### Supplied text
..........

Juuso Mäyränen

How We Scaled Our Architecture to Handle Thousands of Image Rendering Requests per Second

By Juuso Mäyränen on October 26, 2016

On-demand Image Processing

Automation is becoming more and more prevalent in the world of online advertising. Online shopping sites may have tens of millions of products in their product catalogs, and making ads for these products manually is simply not feasible. A key part of automation is feed-based advertising, where ads get created automatically based on files containing product information such as names, descriptions, prices, pictures and so on. This blog post describes how we built the infrastructure to handle the volume of image rendering requests our advertising automation requires.

Feed-based advertising and Dynamic Image Templates

At Smartly.io we’ve developed a feature called Dynamic Image Templates to tackle ad image creation  something that has traditionally been done by hand. A feed’s product images are downloaded and composited into templates, automatically combining them with other product information such as a description, price, a company logo and any other data available in the feed. This involves many computationally intensive steps and rendering a single ad can take hundreds of milliseconds.

..........

### Dataset content

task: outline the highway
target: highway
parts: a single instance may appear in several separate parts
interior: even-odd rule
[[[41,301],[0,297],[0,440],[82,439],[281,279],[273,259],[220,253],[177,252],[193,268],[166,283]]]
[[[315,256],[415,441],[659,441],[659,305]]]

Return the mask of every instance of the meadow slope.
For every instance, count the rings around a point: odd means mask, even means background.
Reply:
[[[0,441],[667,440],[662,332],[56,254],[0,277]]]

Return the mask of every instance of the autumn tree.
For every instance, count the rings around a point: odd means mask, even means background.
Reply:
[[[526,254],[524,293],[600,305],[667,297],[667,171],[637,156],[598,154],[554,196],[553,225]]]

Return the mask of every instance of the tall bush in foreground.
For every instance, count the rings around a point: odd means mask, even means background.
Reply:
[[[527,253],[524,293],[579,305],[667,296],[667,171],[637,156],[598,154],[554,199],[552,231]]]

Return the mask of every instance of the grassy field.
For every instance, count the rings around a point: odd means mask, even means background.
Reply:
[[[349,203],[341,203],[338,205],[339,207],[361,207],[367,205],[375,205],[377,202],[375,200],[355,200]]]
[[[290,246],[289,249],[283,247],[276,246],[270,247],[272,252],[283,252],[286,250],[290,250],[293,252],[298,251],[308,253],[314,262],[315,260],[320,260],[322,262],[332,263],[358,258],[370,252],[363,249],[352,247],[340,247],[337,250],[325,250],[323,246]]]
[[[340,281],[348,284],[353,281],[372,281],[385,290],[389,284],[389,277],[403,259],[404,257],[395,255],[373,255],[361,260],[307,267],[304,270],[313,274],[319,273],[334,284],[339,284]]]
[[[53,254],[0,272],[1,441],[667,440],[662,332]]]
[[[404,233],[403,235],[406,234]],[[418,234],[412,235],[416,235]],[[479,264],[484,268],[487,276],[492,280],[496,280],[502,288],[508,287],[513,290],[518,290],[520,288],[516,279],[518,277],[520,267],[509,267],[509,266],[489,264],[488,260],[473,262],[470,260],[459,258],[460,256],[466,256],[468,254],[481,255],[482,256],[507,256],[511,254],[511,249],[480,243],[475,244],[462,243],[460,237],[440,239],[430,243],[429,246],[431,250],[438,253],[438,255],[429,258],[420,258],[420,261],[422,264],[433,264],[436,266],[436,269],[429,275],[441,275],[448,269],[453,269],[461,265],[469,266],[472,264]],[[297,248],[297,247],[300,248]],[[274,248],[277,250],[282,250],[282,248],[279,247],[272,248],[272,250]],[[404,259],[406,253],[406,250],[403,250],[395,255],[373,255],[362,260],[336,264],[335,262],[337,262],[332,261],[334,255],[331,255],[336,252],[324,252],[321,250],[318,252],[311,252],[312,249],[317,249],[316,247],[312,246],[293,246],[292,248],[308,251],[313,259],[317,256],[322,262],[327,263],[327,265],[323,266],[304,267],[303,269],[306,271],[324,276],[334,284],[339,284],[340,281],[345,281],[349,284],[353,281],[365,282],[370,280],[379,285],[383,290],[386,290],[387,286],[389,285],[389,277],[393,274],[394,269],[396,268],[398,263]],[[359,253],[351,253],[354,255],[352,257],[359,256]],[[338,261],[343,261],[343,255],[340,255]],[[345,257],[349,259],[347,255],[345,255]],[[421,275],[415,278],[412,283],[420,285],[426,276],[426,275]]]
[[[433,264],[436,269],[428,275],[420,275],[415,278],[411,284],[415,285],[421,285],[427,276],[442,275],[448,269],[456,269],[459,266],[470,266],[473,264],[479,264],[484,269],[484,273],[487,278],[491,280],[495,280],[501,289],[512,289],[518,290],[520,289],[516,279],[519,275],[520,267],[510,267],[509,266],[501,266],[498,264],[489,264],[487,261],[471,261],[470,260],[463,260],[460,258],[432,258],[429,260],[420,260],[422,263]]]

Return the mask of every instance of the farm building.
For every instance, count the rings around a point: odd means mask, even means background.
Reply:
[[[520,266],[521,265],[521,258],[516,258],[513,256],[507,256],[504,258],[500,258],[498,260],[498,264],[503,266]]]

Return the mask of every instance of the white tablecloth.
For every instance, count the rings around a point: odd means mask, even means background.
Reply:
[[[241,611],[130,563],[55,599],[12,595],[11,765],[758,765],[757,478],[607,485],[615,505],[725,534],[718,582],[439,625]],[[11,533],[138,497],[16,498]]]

..........

### Required work
From the post on scaling image rendering, print word for word the part that opens with the words containing "At Smartly.io we’ve" and closes with "hundreds of milliseconds.".

### Exercise output
At Smartly.io we’ve developed a feature called Dynamic Image Templates to tackle ad image creation  something that has traditionally been done by hand. A feed’s product images are downloaded and composited into templates, automatically combining them with other product information such as a description, price, a company logo and any other data available in the feed. This involves many computationally intensive steps and rendering a single ad can take hundreds of milliseconds.